** Start RECORDS TO PROCESS **

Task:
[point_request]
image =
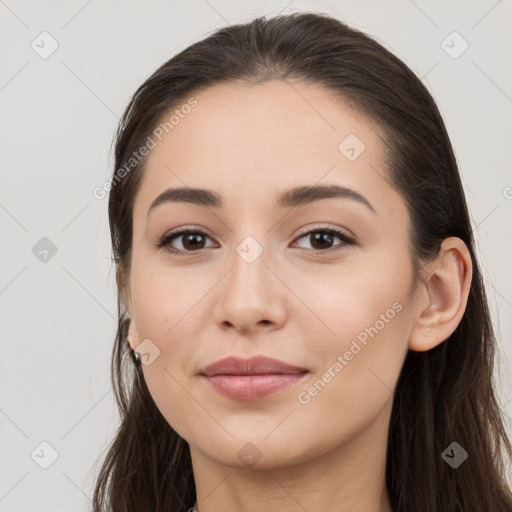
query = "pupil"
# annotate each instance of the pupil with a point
(194, 244)
(323, 238)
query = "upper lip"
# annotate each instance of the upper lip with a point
(257, 365)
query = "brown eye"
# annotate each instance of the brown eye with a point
(321, 240)
(191, 241)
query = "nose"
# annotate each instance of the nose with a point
(252, 295)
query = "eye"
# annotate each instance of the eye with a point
(192, 239)
(323, 237)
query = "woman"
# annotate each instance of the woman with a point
(302, 318)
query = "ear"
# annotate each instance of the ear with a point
(444, 295)
(124, 290)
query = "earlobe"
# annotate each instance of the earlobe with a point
(447, 287)
(133, 335)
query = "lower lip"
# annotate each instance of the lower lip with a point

** End RECORDS TO PROCESS **

= WHAT IS NEEDED =
Leave out the pictures and give the listing above again exactly.

= ANSWER BELOW =
Task:
[point_request]
image =
query = "pupil"
# annotate each instance of the pupil with a point
(194, 244)
(323, 238)
query = "upper lip"
# annotate each instance of the upper lip with a point
(257, 365)
query = "brown eye"
# annotate each instance of the brown eye with a point
(321, 240)
(191, 241)
query = "nose"
# annotate each instance of the nose with a point
(252, 295)
query = "eye"
# annotate each instance of the eye with a point
(192, 239)
(323, 237)
query = "woman"
# annotate each instance of the woman with a point
(302, 318)
query = "ear"
# annotate each instance of the ear with a point
(444, 295)
(124, 290)
query = "earlobe"
# annotate each instance of the earlobe with a point
(447, 287)
(133, 335)
query = "lower lip"
# annotate each instance of the lower lip with a point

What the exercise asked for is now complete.